Dataset entries
*** Block opens ***

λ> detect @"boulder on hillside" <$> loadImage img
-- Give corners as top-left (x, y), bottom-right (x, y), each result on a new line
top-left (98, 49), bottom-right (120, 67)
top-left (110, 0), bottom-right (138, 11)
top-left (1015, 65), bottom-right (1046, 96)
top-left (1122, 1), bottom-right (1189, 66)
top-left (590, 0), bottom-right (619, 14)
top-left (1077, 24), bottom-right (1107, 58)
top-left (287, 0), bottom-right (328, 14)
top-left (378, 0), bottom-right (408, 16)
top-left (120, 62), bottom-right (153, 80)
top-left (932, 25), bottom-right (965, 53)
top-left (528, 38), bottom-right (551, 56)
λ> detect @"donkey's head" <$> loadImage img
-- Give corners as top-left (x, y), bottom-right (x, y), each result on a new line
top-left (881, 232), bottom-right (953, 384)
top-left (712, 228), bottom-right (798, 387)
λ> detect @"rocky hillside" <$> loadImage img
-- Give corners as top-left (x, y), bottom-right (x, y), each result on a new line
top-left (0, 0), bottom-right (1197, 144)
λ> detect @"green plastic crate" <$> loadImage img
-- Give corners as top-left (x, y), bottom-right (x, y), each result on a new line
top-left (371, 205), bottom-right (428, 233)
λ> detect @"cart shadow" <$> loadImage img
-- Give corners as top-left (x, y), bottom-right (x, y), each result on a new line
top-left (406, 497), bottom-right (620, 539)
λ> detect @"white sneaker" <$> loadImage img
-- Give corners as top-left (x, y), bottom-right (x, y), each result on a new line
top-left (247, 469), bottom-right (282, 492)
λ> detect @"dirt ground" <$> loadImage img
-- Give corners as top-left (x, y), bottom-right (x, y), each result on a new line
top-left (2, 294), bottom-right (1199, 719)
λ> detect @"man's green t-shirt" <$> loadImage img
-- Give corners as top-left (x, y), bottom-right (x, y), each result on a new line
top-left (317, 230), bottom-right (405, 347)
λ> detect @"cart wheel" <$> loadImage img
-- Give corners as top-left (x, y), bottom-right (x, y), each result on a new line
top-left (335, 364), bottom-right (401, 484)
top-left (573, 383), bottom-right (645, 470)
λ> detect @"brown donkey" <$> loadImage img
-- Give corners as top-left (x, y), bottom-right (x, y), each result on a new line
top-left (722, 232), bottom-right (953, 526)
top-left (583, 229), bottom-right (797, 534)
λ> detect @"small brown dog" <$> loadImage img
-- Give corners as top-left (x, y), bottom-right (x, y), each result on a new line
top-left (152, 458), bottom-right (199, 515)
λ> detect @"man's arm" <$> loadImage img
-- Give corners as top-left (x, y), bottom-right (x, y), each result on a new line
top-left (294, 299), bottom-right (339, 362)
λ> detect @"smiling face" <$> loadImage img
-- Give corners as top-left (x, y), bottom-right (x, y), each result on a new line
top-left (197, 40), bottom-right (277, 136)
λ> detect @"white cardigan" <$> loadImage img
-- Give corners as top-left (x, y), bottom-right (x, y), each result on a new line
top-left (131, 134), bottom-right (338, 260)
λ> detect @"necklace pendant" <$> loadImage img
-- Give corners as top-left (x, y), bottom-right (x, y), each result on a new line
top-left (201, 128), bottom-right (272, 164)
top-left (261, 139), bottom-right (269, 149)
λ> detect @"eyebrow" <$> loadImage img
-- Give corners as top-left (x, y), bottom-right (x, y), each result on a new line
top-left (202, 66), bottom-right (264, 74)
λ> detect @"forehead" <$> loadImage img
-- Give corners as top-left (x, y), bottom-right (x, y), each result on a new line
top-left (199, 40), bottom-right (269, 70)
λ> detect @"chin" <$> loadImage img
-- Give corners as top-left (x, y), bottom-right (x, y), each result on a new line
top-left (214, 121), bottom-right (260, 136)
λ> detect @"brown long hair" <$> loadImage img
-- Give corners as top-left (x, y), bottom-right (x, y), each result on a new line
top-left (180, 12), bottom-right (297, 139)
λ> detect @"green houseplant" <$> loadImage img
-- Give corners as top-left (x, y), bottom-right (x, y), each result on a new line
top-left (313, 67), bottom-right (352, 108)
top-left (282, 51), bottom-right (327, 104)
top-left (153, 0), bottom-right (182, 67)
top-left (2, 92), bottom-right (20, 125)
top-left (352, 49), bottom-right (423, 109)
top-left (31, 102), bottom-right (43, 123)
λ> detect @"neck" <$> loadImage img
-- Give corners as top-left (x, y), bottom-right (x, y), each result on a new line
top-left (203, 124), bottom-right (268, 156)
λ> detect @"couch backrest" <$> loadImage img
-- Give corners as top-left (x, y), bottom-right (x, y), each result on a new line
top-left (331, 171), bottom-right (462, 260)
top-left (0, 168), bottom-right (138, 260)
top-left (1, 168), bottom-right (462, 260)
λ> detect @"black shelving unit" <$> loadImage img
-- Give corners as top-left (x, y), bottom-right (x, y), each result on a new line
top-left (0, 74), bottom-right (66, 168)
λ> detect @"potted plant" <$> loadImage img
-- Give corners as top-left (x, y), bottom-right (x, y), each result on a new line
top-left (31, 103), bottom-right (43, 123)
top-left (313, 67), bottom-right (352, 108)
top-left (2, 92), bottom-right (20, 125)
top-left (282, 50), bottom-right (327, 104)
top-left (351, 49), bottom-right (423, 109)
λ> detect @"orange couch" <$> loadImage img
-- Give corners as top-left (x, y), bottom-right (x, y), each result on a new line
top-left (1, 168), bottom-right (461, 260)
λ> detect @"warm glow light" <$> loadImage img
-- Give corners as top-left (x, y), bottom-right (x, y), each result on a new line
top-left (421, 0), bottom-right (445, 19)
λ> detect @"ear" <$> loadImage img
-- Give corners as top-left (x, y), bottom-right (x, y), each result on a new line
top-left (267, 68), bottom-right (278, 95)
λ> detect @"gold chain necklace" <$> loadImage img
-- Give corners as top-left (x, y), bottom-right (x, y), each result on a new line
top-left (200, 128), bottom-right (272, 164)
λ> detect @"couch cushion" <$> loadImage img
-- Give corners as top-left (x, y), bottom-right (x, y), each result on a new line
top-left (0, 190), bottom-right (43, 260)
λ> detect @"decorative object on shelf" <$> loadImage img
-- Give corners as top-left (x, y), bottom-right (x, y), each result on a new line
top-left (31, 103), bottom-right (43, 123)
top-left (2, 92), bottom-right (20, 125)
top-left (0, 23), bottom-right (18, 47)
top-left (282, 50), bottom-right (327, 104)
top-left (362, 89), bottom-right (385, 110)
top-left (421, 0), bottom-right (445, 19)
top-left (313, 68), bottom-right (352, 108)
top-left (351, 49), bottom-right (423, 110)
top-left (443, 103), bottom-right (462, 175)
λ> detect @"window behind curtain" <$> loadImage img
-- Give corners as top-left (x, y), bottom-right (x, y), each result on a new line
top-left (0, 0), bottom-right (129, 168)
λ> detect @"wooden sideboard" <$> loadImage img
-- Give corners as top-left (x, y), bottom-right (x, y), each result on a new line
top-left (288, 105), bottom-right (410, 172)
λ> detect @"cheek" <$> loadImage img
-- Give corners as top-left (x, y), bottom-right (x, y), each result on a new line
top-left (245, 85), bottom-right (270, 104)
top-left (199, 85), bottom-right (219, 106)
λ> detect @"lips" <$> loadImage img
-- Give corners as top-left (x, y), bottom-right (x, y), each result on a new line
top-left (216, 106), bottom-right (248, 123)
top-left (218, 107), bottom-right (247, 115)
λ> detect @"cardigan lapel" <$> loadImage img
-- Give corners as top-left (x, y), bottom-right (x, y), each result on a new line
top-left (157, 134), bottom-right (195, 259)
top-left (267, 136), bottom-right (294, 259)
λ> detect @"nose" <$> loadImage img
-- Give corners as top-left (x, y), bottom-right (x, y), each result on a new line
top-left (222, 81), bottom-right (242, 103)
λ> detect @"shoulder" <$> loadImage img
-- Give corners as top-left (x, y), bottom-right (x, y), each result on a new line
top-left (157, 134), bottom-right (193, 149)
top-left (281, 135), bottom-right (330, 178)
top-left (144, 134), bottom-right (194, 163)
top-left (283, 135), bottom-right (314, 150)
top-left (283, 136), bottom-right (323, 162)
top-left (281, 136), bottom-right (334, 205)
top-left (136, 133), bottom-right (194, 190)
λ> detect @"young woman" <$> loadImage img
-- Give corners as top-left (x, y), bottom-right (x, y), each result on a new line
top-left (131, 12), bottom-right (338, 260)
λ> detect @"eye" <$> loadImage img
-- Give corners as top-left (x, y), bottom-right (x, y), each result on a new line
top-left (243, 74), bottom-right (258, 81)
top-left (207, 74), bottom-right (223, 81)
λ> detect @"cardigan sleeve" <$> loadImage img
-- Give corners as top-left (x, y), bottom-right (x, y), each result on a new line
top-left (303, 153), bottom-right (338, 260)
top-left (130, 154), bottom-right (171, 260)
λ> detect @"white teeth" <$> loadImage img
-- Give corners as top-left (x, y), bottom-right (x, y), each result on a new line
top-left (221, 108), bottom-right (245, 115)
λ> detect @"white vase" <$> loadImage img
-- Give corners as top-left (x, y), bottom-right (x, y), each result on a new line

*** Block closes ***
*** Block opens ***

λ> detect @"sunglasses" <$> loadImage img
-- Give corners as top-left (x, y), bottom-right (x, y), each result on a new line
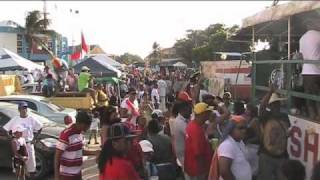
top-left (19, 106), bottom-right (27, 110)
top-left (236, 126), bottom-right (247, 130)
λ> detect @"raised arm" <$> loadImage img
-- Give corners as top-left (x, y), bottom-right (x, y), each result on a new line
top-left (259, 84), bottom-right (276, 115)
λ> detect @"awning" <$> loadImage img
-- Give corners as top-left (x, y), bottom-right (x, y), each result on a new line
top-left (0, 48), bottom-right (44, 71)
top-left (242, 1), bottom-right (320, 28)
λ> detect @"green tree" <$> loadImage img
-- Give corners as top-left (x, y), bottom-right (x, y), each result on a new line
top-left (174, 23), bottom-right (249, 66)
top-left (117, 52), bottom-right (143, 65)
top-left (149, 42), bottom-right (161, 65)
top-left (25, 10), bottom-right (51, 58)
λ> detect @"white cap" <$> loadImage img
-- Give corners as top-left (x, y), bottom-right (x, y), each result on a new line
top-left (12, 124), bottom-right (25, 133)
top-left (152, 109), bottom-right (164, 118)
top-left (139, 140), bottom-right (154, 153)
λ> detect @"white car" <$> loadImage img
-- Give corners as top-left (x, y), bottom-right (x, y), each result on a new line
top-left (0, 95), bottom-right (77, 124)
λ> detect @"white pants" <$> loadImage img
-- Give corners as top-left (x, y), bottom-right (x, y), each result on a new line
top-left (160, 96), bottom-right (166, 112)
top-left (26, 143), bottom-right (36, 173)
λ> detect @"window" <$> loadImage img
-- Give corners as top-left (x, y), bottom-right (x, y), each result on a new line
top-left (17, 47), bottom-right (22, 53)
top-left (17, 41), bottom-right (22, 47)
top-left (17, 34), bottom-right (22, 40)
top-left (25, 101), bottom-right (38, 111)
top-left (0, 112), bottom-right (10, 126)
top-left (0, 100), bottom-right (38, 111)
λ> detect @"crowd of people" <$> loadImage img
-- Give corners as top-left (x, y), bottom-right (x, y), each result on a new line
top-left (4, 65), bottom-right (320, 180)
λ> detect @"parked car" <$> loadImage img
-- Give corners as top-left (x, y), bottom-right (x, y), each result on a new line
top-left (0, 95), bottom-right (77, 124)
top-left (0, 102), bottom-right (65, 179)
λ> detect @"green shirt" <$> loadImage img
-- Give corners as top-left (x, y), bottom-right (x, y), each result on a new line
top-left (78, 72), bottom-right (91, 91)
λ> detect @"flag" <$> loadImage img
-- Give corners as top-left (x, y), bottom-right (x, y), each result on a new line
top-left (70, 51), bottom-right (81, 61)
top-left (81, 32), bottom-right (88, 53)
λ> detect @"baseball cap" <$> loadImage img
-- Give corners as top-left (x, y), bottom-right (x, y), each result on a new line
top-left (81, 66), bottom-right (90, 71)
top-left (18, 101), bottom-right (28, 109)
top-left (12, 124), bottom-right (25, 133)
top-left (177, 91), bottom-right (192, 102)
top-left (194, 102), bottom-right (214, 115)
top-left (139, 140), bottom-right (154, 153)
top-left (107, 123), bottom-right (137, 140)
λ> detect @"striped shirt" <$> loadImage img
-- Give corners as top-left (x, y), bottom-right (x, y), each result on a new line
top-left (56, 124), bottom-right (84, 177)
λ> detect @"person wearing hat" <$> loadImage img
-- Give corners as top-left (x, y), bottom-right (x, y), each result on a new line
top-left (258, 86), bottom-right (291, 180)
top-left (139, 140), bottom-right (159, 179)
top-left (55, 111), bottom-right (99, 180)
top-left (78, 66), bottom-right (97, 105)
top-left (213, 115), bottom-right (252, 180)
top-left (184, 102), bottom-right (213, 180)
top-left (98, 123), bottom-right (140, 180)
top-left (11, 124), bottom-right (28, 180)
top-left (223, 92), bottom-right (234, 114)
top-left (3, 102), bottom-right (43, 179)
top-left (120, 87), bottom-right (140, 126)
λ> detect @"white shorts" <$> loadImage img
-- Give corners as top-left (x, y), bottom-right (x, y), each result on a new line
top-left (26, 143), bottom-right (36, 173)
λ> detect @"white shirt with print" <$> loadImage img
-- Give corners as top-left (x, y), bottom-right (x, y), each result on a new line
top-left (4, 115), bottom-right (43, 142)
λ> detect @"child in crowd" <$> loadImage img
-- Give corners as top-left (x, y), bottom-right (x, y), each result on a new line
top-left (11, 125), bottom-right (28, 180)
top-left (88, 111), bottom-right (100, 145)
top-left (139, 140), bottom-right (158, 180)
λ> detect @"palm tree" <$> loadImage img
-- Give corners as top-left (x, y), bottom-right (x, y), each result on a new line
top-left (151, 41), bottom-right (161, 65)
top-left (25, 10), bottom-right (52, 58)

*** Block closes ***
*** Block opens ***

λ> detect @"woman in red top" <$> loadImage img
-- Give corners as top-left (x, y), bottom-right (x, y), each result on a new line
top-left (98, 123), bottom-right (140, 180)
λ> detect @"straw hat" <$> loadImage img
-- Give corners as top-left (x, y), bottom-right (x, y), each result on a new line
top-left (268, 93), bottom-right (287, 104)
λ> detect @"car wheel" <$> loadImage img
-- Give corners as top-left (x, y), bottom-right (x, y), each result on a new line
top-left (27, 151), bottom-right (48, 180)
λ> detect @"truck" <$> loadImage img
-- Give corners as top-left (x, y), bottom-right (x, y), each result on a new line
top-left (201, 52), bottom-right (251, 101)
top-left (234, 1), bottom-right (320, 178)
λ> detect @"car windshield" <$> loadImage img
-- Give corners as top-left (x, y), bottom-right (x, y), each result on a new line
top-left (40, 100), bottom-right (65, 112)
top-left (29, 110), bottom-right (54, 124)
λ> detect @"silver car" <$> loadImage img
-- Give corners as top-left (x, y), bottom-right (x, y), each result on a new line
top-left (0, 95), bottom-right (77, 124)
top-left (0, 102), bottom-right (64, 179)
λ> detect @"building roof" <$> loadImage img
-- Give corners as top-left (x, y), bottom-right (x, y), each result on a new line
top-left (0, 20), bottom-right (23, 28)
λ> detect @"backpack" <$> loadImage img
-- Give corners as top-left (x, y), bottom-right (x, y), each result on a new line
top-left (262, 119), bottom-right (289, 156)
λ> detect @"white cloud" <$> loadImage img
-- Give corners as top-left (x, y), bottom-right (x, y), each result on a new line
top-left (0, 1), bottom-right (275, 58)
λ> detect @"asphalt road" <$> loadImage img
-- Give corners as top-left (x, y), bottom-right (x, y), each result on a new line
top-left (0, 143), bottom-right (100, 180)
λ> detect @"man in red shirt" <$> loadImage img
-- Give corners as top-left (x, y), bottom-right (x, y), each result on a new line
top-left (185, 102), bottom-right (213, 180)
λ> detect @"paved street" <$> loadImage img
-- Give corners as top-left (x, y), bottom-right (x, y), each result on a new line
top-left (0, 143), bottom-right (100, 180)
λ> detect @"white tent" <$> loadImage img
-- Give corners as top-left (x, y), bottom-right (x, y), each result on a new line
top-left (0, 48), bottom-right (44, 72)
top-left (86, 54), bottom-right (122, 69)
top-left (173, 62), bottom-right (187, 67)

*** Block closes ***

# Work instruction:
Filter the entries down to the lines that include the string "wheel".

# Exercise solution:
λ> detect @"cart wheel" <$> loadImage img
λ> detect @"car wheel" <$> loadImage img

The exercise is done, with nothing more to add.